Excerpt provided:
Start

Merge branch 'sched-core-for-linus' of git://git.kernel.org/pub/scm/linux/kernel/git/tip/tip

Pull scheduler updates from Ingo Molnar:
 "The main changes in this cycle are:

   - 'Nested Sleep Debugging', activated when CONFIG_DEBUG_ATOMIC_SLEEP=y.

     This instruments might_sleep() checks to catch places that nest
     blocking primitives - such as mutex usage in a wait loop.  Such
     bugs can result in hard to debug races/hangs.

     Another category of invalid nesting that this facility will detect
     is the calling of blocking functions from within schedule() ->
     sched_submit_work() -> blk_schedule_flush_plug().

End

(Pointing entries for named objects)
Start

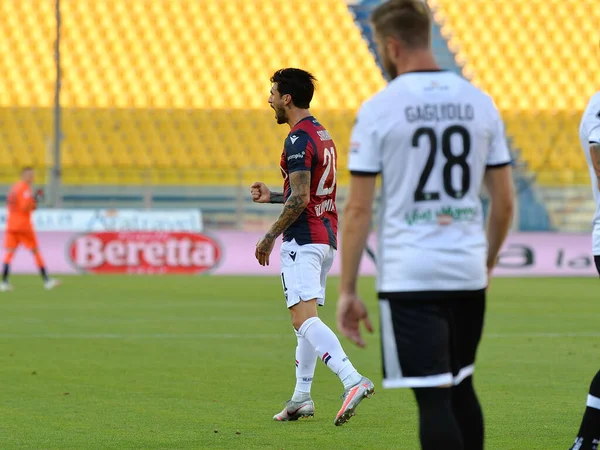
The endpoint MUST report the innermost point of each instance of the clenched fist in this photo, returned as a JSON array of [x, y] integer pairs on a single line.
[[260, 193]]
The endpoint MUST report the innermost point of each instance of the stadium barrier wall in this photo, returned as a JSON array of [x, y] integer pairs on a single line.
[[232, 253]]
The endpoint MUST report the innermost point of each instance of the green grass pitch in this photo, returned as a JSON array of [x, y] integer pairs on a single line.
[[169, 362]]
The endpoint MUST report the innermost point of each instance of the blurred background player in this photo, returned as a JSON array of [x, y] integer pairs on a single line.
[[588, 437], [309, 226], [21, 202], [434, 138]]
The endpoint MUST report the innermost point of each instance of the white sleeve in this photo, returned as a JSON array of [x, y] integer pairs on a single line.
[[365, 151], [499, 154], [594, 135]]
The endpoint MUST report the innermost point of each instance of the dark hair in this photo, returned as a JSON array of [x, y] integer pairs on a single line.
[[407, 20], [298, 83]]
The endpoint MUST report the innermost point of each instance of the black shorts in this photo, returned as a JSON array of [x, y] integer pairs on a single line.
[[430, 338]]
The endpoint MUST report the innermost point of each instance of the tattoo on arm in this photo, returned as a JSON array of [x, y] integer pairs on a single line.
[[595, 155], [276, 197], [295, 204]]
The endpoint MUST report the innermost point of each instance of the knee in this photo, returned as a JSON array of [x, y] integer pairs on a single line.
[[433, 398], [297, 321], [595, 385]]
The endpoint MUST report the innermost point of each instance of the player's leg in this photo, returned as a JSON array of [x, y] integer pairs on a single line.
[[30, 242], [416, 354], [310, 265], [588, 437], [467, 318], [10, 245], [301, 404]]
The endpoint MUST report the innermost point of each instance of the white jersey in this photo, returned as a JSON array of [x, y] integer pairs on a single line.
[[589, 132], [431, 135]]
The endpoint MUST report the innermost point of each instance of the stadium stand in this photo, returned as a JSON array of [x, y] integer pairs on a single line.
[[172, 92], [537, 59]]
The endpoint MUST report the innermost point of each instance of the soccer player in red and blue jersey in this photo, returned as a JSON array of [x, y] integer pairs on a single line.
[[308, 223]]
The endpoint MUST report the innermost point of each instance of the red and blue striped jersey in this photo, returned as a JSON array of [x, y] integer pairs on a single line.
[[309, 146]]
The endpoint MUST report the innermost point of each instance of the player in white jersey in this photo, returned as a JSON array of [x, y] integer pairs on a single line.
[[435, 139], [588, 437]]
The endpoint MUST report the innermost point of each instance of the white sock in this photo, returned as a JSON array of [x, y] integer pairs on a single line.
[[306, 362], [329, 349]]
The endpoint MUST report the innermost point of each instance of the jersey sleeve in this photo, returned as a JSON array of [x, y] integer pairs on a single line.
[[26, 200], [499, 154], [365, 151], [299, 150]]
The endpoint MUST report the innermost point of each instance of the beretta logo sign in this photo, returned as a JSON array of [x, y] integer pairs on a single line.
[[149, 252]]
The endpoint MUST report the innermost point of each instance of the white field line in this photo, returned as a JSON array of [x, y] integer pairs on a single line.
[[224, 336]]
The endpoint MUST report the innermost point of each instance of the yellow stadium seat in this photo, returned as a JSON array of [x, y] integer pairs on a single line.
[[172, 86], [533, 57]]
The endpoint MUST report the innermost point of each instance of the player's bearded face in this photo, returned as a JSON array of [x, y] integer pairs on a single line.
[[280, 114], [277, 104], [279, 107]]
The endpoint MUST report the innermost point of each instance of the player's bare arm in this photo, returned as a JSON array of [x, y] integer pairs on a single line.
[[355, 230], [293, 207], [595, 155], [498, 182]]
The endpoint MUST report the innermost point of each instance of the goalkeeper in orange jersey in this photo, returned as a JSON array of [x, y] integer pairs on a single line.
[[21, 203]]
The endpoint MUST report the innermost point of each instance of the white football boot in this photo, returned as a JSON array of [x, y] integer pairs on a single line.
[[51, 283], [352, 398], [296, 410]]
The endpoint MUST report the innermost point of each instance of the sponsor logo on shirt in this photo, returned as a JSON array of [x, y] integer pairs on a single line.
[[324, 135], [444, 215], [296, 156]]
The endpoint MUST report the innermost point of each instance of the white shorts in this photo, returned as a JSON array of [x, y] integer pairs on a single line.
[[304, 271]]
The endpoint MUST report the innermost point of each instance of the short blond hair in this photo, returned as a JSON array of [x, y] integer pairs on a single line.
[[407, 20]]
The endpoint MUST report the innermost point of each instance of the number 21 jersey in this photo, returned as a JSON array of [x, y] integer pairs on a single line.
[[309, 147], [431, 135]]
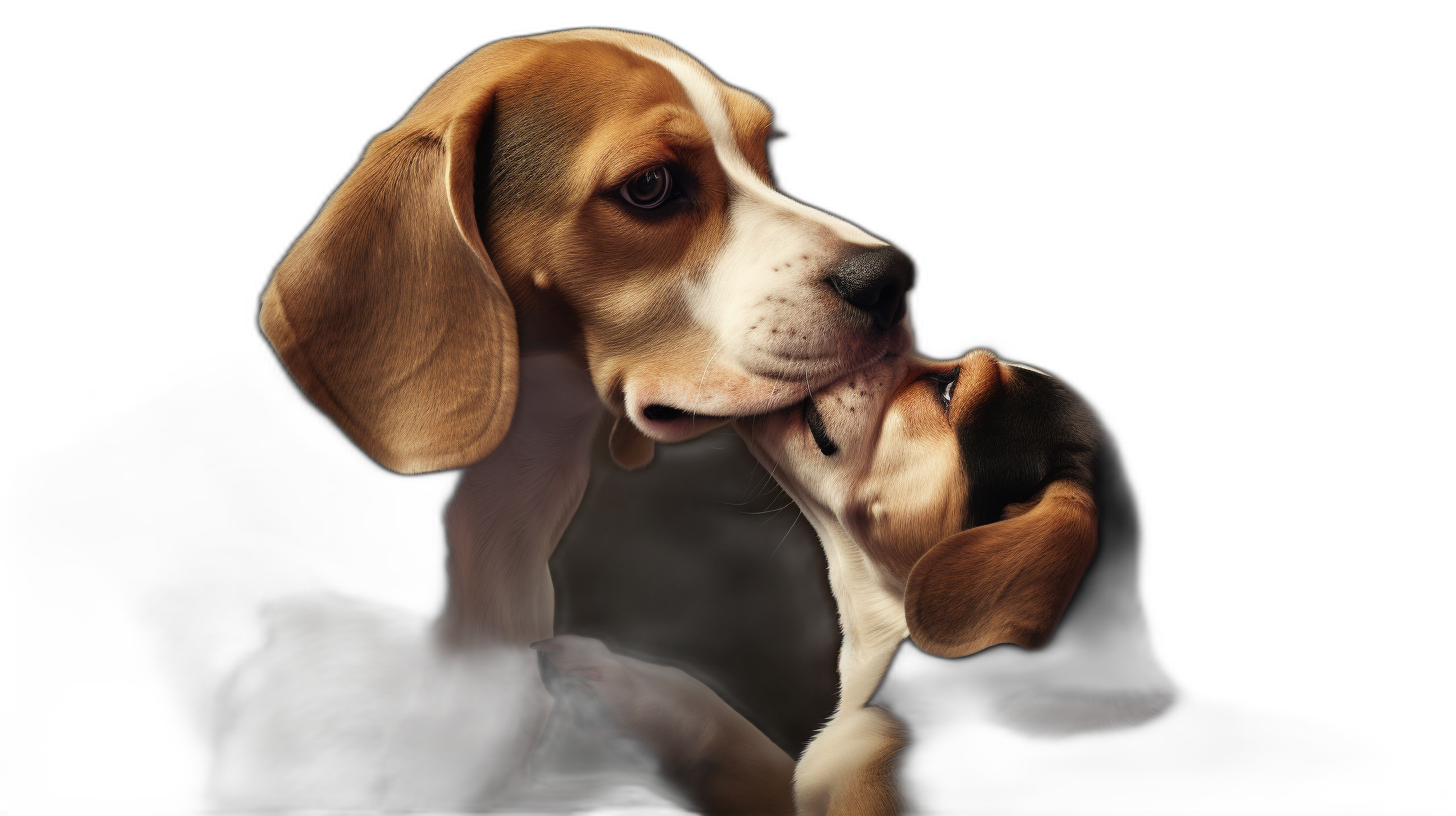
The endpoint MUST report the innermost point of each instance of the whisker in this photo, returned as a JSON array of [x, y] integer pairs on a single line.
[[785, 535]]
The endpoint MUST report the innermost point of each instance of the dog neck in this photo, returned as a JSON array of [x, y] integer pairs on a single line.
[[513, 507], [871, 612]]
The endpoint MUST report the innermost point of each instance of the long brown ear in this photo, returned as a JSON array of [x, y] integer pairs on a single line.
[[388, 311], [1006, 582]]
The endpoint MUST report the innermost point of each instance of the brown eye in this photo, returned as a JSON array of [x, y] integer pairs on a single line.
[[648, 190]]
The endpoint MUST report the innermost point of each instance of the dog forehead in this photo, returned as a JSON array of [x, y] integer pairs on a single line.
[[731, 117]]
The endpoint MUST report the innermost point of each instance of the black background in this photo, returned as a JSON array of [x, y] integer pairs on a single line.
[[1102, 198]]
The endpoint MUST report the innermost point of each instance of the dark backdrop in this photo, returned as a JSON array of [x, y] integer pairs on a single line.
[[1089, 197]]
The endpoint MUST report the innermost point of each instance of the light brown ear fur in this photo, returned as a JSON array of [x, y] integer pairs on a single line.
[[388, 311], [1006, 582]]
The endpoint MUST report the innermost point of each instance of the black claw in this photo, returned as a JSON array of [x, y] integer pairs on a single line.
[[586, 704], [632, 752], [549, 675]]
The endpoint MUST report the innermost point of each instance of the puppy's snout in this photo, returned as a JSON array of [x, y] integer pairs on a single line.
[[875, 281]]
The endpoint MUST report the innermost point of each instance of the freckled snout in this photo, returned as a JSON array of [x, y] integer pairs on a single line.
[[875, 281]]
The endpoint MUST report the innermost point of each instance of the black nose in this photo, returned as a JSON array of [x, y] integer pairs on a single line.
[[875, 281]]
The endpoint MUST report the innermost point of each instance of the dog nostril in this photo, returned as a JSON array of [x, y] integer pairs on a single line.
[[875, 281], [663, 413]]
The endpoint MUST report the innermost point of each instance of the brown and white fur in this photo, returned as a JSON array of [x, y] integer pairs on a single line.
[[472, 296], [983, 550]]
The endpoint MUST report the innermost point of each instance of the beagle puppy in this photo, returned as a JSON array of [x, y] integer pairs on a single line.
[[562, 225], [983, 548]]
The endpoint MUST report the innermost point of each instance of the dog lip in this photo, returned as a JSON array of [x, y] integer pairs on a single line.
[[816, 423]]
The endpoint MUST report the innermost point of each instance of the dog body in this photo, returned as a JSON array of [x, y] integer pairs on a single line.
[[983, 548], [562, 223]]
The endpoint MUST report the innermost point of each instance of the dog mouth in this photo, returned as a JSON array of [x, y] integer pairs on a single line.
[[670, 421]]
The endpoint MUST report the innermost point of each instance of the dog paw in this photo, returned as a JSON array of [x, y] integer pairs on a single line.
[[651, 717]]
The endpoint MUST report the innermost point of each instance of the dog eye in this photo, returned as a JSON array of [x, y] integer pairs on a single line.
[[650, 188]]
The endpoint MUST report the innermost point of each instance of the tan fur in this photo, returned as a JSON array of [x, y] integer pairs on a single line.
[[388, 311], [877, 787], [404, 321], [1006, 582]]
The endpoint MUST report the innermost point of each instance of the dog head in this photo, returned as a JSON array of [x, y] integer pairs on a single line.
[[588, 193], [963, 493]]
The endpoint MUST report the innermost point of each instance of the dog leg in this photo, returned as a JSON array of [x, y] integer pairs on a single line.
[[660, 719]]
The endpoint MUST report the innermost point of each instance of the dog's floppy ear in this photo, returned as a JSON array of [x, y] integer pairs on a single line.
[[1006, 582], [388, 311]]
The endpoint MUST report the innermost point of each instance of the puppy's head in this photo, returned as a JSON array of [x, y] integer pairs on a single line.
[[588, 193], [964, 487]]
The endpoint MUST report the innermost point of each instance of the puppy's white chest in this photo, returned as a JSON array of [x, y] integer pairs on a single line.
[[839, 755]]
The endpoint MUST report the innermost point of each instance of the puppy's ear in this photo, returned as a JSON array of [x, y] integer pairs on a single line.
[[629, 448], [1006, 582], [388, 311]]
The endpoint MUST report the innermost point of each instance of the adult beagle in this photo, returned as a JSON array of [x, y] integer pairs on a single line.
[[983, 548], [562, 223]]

End

Objectives:
1. According to the scheduler merge message, what configuration setting activates Nested Sleep Debugging?
2. Reproduce the rows, starting at the line that contains "of the long" and ending at the line that contains "[[731, 117]]".
The scheduler merge message has no connection to the rows.

Task results:
1. CONFIG_DEBUG_ATOMIC_SLEEP=y

2.
The endpoint MUST report the innermost point of each instance of the long brown ear in this photo, returned as a JSON array of [x, y] integer pairs on a single line.
[[388, 311], [1006, 582]]
The endpoint MUST report the innermost point of each instance of the brown eye in this photo, returned as a JSON array of [x, y] integer pairs on a single line.
[[648, 190]]
The endpoint MUST report the innermost point of each instance of the dog forehead in this photo, returned as a JSON array of [x, y] integer pairs on a single line.
[[731, 117]]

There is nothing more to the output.